§ TASK DIRECTIONS
Pick out and copy each line in the data below that contains the string "query".

§ GIVEN INFORMATION
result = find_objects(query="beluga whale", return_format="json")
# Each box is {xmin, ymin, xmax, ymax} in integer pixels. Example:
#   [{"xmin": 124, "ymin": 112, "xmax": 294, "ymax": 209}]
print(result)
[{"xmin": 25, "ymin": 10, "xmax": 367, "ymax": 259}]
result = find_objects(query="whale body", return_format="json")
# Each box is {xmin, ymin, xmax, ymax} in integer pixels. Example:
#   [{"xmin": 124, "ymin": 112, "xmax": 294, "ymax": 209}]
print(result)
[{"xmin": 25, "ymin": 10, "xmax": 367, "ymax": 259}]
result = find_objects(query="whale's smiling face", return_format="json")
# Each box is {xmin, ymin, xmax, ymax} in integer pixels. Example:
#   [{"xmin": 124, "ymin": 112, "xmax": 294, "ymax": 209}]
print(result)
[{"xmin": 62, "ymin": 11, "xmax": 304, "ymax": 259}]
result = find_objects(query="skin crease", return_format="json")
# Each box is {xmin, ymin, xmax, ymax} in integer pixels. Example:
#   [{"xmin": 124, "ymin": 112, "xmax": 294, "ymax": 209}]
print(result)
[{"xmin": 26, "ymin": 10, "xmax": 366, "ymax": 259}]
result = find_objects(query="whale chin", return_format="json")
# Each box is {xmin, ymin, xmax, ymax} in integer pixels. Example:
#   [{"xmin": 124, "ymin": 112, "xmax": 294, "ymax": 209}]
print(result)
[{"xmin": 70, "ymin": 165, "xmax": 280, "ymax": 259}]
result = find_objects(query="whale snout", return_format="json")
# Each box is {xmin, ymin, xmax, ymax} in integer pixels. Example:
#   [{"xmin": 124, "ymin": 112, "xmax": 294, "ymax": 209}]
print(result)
--
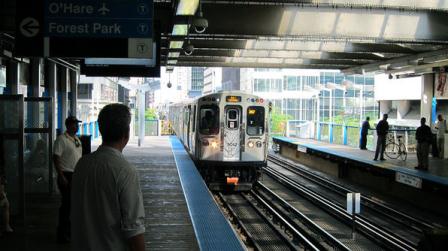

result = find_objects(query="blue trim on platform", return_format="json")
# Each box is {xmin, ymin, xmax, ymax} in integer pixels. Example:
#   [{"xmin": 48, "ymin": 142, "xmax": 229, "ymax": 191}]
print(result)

§ ANSWER TO THE PROBLEM
result = find_objects(query="beluga whale", return_format="json")
result = find_objects(query="whale body", return_format="json")
result = find_objects(query="whale's smiling face", return_format="json")
result = find_objects(query="skin crease", return_format="json")
result = find_objects(query="whale chin", return_format="json")
result = find_objects(query="whale snout", return_format="json")
result = find_objects(query="blue trim on platform", return_format="json")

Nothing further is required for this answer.